Prompt:
Render the lines below, from the first through the one containing "147,139 -> 194,168", both included, as a Markdown table with the columns Row and Text. Number each row, and leave out blank lines and pictures.

Raw data:
□ □ □ □

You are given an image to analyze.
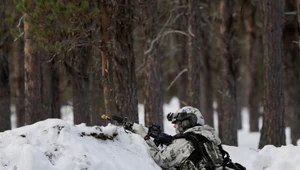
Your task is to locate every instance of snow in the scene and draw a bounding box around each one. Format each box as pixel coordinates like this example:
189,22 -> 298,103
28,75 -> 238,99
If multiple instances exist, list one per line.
0,98 -> 300,170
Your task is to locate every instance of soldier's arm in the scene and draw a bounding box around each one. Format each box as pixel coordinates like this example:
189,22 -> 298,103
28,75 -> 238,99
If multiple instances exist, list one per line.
147,139 -> 194,168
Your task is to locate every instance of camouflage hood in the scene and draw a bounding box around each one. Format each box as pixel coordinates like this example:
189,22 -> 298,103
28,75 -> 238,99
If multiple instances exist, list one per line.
183,125 -> 221,145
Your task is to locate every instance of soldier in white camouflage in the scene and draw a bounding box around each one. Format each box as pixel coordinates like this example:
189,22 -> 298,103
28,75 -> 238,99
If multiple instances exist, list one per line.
135,106 -> 245,170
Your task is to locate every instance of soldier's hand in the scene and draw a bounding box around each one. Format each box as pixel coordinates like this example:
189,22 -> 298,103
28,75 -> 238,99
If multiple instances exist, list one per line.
134,124 -> 147,138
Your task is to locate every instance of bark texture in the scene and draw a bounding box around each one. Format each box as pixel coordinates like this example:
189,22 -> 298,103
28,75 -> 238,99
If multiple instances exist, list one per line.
259,0 -> 285,148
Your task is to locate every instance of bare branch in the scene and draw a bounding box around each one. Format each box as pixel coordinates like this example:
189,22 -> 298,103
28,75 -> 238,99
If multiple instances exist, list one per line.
144,30 -> 190,55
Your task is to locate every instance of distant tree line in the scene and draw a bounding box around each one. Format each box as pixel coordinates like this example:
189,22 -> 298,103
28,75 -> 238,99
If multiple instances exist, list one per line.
0,0 -> 300,147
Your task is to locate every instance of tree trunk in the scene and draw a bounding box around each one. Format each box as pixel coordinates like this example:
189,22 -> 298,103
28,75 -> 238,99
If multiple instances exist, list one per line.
112,0 -> 138,122
13,39 -> 25,127
42,53 -> 60,119
143,1 -> 163,127
244,1 -> 259,132
187,0 -> 203,109
176,0 -> 188,106
24,0 -> 43,125
0,45 -> 11,132
259,0 -> 285,148
218,0 -> 238,146
12,9 -> 25,127
291,0 -> 300,145
200,0 -> 214,127
100,1 -> 116,119
72,47 -> 91,125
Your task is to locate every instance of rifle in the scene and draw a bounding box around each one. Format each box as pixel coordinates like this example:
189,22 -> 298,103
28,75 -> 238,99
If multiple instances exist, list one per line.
101,114 -> 173,146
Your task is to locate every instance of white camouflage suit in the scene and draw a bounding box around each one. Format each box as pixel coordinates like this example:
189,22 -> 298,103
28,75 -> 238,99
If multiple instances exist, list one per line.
147,125 -> 231,170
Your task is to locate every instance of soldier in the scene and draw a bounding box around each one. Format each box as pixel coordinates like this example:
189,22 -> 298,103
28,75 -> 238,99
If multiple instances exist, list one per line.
134,106 -> 246,170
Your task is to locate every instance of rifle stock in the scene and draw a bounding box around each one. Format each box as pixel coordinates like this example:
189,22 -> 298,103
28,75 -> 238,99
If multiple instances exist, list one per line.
101,114 -> 173,146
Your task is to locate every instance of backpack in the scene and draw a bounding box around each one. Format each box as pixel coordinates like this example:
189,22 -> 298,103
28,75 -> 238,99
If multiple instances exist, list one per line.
174,132 -> 246,170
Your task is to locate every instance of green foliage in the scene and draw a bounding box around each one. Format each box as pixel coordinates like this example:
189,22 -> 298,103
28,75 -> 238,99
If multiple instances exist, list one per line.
12,0 -> 100,53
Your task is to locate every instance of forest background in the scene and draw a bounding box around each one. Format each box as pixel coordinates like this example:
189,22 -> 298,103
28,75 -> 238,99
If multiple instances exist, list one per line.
0,0 -> 300,148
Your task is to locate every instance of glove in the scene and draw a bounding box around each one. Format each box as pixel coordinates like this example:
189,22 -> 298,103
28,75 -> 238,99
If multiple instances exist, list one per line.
134,124 -> 148,138
167,112 -> 174,122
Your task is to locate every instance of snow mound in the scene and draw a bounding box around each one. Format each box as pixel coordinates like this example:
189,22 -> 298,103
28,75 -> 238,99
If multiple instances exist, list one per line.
0,119 -> 160,170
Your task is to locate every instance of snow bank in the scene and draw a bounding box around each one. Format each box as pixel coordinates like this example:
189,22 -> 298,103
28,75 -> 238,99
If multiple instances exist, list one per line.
0,119 -> 160,170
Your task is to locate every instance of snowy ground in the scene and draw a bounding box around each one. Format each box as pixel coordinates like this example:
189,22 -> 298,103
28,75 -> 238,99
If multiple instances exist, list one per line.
0,99 -> 300,170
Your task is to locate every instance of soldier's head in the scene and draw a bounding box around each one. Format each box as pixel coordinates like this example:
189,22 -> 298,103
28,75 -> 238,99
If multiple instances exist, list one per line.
167,106 -> 204,133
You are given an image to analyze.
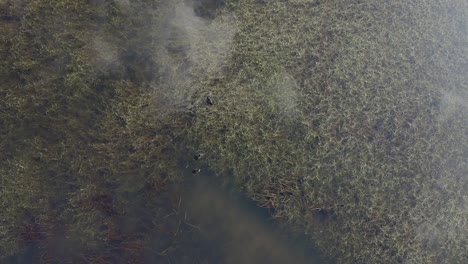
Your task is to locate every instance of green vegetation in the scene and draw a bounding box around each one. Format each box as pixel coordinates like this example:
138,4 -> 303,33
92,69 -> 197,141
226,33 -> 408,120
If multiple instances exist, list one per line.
0,0 -> 468,263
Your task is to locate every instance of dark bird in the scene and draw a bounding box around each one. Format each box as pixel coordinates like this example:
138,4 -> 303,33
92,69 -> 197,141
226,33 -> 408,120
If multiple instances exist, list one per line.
206,96 -> 214,105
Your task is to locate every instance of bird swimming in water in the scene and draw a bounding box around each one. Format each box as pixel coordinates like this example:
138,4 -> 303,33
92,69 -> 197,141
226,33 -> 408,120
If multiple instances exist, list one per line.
206,96 -> 214,105
193,153 -> 202,160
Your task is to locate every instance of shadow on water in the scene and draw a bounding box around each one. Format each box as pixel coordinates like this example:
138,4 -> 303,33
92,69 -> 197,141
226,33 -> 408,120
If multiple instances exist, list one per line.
178,165 -> 332,264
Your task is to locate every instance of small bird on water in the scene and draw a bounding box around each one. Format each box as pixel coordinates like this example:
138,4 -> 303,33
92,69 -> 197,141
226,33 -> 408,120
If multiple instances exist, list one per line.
206,96 -> 214,105
193,153 -> 202,160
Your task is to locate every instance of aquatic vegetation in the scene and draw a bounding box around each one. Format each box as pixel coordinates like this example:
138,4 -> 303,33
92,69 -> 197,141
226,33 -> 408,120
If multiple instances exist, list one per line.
0,0 -> 468,263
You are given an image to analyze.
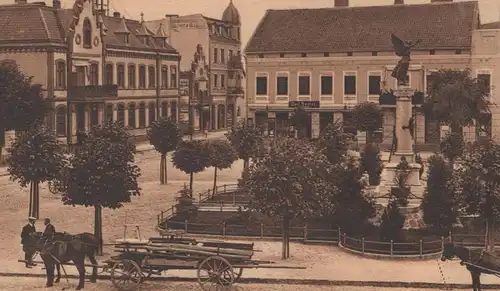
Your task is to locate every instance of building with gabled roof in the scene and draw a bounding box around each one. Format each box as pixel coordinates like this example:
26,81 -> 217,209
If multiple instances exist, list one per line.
147,0 -> 245,130
245,0 -> 500,148
0,0 -> 180,151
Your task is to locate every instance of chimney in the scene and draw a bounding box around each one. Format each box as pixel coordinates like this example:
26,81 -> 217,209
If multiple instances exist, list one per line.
335,0 -> 349,7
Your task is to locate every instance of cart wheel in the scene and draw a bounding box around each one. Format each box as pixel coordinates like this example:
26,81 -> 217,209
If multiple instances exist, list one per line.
233,268 -> 243,283
198,256 -> 234,291
110,259 -> 144,291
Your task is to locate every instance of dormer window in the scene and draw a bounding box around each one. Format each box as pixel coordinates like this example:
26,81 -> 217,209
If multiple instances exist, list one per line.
83,18 -> 92,48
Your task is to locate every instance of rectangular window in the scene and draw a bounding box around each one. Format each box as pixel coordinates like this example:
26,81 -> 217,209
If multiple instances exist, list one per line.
321,76 -> 333,95
214,48 -> 219,63
170,66 -> 177,88
477,72 -> 491,94
89,64 -> 99,86
276,76 -> 288,96
255,76 -> 267,95
299,76 -> 311,96
214,74 -> 219,88
368,75 -> 382,95
128,65 -> 136,89
344,75 -> 356,95
116,65 -> 125,88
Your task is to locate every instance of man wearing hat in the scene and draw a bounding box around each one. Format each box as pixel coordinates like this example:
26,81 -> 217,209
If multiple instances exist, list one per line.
21,217 -> 36,268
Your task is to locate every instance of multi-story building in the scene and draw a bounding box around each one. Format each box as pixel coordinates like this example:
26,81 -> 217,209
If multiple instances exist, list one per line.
0,0 -> 180,147
245,0 -> 500,151
147,0 -> 245,130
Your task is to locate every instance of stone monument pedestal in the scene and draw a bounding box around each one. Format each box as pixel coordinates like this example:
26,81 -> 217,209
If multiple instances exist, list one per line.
375,86 -> 424,209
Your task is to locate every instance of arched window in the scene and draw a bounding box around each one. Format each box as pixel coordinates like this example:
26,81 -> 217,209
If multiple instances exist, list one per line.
161,66 -> 168,88
139,102 -> 146,128
148,66 -> 156,88
83,18 -> 92,48
116,103 -> 125,125
104,64 -> 114,85
161,101 -> 168,117
148,102 -> 156,126
106,104 -> 113,122
128,102 -> 136,128
116,64 -> 125,88
56,105 -> 66,136
170,66 -> 177,88
128,64 -> 136,89
56,61 -> 66,89
170,102 -> 177,121
89,63 -> 99,86
139,65 -> 146,88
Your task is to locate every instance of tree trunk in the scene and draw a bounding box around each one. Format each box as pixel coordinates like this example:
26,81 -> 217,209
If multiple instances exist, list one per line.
29,181 -> 40,219
212,167 -> 217,195
94,205 -> 102,256
189,173 -> 194,198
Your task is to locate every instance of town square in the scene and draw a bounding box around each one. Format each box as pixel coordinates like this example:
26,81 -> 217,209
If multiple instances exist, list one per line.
0,0 -> 500,291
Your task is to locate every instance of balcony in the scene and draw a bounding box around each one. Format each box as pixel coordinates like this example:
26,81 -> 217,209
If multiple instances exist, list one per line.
68,85 -> 118,101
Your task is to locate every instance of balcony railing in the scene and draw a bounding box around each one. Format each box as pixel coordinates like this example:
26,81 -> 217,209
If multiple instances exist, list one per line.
69,85 -> 118,100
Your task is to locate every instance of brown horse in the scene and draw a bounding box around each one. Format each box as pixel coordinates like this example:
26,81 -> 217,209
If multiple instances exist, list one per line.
40,232 -> 99,290
441,243 -> 500,291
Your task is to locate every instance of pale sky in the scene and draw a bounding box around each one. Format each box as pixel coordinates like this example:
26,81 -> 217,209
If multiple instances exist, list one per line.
4,0 -> 500,46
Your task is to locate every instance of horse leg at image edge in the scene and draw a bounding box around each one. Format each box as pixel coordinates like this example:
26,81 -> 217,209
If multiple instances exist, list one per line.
44,263 -> 54,287
88,254 -> 97,283
73,259 -> 85,290
54,263 -> 61,283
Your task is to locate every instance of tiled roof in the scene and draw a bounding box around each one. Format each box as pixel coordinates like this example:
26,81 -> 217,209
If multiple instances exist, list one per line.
0,4 -> 177,53
0,4 -> 64,43
245,1 -> 479,53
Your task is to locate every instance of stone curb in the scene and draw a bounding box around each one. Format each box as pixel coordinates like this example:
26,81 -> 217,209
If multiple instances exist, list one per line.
0,272 -> 500,290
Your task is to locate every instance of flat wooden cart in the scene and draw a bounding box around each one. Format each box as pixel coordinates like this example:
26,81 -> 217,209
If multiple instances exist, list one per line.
106,237 -> 305,291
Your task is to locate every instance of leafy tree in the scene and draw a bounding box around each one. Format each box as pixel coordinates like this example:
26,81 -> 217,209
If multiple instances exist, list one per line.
439,132 -> 465,165
421,155 -> 458,233
62,122 -> 141,252
147,116 -> 182,184
316,120 -> 353,165
290,106 -> 311,138
7,124 -> 65,218
422,70 -> 489,135
352,102 -> 384,143
226,123 -> 263,169
172,140 -> 210,191
361,143 -> 384,185
240,138 -> 338,259
325,158 -> 375,234
456,139 -> 500,249
0,62 -> 51,157
207,140 -> 238,193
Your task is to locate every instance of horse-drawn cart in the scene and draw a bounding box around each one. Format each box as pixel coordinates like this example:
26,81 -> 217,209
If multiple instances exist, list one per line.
19,226 -> 305,291
107,237 -> 304,291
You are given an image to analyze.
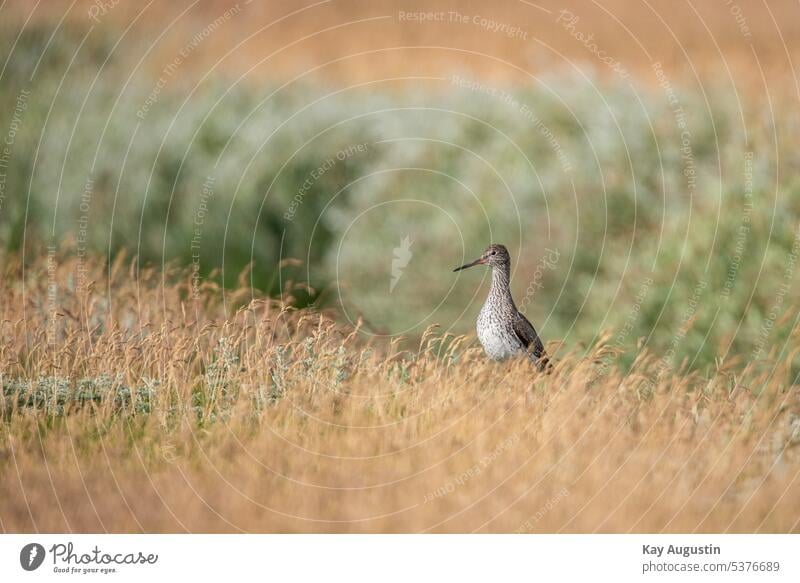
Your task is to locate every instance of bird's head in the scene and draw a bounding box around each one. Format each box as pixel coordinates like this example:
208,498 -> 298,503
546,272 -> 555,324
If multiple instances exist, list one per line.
453,243 -> 511,271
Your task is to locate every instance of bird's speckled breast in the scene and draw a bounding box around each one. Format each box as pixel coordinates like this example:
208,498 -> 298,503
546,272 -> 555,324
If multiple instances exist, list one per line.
477,302 -> 522,360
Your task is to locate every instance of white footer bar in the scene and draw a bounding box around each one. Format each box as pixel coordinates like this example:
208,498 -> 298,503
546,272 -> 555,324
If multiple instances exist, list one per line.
0,534 -> 800,583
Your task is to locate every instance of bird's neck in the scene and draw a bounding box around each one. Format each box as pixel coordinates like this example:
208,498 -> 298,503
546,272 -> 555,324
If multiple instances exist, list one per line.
489,265 -> 514,306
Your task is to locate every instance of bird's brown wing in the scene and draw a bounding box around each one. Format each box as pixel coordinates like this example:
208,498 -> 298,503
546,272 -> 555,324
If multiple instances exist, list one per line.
514,313 -> 548,367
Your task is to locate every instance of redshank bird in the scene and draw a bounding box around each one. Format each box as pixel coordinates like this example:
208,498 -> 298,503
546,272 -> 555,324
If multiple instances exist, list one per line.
453,244 -> 549,370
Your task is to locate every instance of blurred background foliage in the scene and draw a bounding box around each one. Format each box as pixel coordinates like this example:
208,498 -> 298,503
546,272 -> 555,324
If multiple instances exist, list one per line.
0,23 -> 800,374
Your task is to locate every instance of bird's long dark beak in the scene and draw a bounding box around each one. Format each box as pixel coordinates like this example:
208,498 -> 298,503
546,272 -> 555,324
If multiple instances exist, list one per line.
453,257 -> 486,272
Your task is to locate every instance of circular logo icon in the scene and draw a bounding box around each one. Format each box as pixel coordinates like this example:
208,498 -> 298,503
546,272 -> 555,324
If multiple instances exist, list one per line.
19,543 -> 45,571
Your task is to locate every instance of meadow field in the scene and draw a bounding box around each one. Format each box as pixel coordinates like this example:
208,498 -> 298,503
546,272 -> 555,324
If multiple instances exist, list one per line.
0,0 -> 800,532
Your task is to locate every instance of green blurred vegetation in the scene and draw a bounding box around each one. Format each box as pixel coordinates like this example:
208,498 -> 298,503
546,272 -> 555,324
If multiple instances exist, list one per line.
0,26 -> 800,374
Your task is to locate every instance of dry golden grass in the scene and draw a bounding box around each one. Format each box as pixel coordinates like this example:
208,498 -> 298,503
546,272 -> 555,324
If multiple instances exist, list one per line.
0,253 -> 800,532
4,0 -> 800,91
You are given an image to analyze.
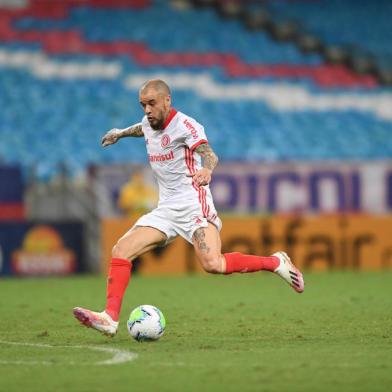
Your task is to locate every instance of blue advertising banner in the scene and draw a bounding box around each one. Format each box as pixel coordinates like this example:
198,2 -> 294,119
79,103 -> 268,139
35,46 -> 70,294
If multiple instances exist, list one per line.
0,222 -> 84,276
91,160 -> 392,217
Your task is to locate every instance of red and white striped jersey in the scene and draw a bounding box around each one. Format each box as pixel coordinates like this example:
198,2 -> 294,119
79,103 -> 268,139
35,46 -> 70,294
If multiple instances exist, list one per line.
142,108 -> 215,217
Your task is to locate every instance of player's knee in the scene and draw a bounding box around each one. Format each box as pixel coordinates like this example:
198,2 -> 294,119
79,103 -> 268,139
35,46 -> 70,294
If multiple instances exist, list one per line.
112,242 -> 127,259
112,239 -> 132,259
201,256 -> 222,274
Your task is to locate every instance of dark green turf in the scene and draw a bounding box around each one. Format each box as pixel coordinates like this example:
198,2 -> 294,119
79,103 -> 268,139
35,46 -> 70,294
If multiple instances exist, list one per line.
0,272 -> 392,392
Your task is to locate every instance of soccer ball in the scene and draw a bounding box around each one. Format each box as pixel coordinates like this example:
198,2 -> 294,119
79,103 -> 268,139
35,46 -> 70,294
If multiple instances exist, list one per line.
127,305 -> 166,341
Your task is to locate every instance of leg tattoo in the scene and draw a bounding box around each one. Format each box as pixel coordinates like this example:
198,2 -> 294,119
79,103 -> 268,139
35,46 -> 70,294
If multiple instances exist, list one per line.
193,227 -> 210,253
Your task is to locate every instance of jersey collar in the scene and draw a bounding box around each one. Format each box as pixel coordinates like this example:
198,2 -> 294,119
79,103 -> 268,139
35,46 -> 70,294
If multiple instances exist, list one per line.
163,108 -> 177,129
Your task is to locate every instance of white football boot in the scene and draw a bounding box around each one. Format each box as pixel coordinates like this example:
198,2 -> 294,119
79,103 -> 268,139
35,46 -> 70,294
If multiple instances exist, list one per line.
272,252 -> 305,293
72,308 -> 118,336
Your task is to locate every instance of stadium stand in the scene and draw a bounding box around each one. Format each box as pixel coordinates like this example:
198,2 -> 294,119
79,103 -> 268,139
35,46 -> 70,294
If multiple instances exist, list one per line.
0,0 -> 392,179
268,0 -> 392,67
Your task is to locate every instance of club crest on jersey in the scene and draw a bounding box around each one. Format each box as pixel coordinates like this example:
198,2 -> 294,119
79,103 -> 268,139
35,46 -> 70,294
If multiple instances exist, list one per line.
161,134 -> 170,148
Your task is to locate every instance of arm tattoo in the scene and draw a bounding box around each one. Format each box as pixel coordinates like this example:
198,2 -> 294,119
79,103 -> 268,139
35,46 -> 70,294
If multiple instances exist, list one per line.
121,123 -> 144,137
193,228 -> 210,253
195,143 -> 218,171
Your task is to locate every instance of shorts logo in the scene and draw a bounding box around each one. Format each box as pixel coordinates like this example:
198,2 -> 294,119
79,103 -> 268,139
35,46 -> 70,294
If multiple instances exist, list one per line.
161,135 -> 170,148
184,119 -> 199,139
195,216 -> 203,225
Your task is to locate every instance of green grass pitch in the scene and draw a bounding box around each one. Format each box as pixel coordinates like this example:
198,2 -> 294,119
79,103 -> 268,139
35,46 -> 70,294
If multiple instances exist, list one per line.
0,272 -> 392,392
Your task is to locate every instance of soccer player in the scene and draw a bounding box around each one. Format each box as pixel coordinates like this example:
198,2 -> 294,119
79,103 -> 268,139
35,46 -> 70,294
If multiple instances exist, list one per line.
73,80 -> 304,336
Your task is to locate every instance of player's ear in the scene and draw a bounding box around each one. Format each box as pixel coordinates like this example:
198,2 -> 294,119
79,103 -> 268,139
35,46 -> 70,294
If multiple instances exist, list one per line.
166,95 -> 171,106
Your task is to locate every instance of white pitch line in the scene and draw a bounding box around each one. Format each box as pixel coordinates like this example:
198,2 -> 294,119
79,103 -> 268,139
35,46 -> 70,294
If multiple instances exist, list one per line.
0,340 -> 138,366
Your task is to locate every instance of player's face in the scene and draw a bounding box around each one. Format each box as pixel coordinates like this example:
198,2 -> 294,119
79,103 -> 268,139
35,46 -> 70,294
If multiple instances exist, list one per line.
139,89 -> 171,129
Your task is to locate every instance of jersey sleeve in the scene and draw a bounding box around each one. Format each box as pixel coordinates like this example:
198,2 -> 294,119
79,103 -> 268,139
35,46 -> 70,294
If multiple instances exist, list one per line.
183,117 -> 208,151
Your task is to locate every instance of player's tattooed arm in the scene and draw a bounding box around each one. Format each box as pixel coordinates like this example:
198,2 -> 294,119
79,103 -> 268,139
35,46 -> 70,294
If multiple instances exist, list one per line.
195,143 -> 218,172
101,123 -> 144,147
192,143 -> 218,185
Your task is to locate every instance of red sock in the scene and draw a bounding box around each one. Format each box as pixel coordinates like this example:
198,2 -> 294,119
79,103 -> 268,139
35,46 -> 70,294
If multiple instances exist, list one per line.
105,258 -> 132,321
223,252 -> 280,274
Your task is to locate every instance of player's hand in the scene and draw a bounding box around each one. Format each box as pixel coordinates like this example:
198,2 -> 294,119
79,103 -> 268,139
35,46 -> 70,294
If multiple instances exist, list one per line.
101,128 -> 121,147
189,167 -> 212,186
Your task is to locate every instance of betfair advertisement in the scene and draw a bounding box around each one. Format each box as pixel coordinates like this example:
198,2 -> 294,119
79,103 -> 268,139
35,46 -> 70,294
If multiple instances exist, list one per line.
102,214 -> 392,275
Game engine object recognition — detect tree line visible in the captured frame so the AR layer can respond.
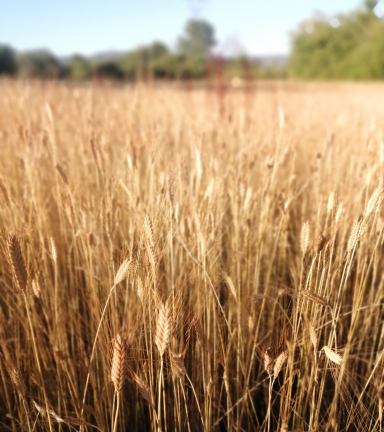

□ □ □ □

Task result:
| Row | Text |
|---|---|
| 1 | You are given an image to analyze. |
| 2 | Your task is to locate every instance of snow in the scene and draw a bounding box around each one. Format each box as pixel coordinates like this example: |
| 3 | 189,22 -> 298,103 |
| 4 | 28,75 -> 238,99 |
| 5 | If multiple instances exist, list one per line. |
| 6 | 0,98 -> 300,170 |
| 7 | Your task is to locate every instance of soldier's arm in the scene and draw a bounding box around each one. Format each box as pixel coordinates like this example: |
| 8 | 189,22 -> 298,103 |
| 9 | 28,75 -> 238,99 |
| 10 | If multiple instances exist, list one per line. |
| 11 | 147,139 -> 194,168 |